Exercise data START

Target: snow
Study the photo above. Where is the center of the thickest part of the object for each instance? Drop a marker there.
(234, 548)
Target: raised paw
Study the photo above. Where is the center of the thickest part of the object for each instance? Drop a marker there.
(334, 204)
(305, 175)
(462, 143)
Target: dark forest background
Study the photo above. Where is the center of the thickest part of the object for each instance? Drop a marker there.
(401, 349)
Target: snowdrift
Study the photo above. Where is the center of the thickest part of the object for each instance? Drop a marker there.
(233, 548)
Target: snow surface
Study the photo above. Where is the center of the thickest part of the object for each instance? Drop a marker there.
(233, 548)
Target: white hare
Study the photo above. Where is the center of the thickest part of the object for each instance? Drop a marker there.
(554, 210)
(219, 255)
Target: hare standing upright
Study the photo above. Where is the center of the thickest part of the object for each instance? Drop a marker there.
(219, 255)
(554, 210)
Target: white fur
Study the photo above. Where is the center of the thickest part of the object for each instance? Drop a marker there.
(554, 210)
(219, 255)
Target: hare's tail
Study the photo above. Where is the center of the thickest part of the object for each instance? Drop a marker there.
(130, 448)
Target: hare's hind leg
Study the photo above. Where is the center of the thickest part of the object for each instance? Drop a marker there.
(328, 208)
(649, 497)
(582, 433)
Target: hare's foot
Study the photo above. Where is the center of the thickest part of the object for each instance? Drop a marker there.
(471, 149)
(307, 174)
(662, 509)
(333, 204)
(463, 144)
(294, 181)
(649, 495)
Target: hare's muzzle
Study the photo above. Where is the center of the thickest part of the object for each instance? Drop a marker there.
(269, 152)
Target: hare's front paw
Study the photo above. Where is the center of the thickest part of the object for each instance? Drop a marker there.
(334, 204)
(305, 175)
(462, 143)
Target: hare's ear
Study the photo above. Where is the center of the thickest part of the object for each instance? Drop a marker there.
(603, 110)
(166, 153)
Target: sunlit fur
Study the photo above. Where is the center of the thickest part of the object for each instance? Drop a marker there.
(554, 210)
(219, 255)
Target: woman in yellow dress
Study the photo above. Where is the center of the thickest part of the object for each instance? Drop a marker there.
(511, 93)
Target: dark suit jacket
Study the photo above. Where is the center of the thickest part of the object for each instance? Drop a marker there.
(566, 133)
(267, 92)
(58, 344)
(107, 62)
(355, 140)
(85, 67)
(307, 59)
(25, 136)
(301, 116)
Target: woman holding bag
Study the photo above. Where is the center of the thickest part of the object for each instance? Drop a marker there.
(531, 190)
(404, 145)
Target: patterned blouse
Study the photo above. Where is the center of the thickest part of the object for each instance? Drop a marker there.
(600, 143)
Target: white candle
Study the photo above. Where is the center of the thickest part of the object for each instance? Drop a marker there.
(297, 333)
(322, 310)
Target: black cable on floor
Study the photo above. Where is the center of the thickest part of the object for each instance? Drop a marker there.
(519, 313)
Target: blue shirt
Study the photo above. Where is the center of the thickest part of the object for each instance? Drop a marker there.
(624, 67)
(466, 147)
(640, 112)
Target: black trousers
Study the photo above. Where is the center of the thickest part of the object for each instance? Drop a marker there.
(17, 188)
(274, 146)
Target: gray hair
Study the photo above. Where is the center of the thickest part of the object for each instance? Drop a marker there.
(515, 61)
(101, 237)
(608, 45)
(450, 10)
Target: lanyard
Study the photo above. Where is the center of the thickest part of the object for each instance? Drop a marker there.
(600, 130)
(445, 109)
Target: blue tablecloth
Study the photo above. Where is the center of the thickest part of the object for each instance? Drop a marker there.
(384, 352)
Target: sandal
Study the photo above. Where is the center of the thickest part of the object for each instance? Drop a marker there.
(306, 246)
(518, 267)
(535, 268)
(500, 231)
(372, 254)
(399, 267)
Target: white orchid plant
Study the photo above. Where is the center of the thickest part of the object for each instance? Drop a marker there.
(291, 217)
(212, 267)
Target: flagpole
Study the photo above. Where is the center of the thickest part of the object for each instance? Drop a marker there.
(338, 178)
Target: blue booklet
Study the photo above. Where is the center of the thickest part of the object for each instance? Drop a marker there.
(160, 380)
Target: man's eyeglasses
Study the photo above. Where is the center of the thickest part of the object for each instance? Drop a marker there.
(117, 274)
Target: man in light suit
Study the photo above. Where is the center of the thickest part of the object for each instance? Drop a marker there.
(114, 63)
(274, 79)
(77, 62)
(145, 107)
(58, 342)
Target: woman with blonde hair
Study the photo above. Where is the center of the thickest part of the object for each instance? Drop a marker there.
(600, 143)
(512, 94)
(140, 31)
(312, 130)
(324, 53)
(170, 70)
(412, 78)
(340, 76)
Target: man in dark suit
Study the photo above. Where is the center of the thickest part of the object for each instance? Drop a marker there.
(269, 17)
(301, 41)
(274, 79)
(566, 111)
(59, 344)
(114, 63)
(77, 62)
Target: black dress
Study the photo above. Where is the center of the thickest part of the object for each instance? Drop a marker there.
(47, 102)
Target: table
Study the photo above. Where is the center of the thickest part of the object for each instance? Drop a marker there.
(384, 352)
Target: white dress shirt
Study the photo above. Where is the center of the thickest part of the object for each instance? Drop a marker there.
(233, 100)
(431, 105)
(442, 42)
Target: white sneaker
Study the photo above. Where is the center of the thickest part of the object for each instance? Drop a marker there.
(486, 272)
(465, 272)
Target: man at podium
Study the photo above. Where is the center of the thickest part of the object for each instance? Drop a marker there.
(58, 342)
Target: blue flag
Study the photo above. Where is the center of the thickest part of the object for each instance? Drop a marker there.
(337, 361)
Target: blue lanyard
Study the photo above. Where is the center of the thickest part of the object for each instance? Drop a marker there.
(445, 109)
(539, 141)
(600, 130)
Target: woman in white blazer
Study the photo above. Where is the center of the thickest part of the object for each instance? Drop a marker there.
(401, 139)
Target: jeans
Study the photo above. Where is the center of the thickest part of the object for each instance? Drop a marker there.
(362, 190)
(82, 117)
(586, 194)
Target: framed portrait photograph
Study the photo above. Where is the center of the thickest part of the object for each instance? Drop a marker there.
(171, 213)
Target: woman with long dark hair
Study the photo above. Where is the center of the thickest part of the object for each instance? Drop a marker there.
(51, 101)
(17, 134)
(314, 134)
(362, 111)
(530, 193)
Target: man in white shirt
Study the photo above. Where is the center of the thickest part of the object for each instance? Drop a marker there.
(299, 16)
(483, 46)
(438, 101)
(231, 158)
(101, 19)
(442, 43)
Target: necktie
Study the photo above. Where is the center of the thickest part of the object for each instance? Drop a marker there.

Exercise data END

▶ **What is being asked**:
From the data above, show each line that contains "black".

▶ **Answer for the task**:
Target: black cable on floor
Target: black trousers
Target: black dress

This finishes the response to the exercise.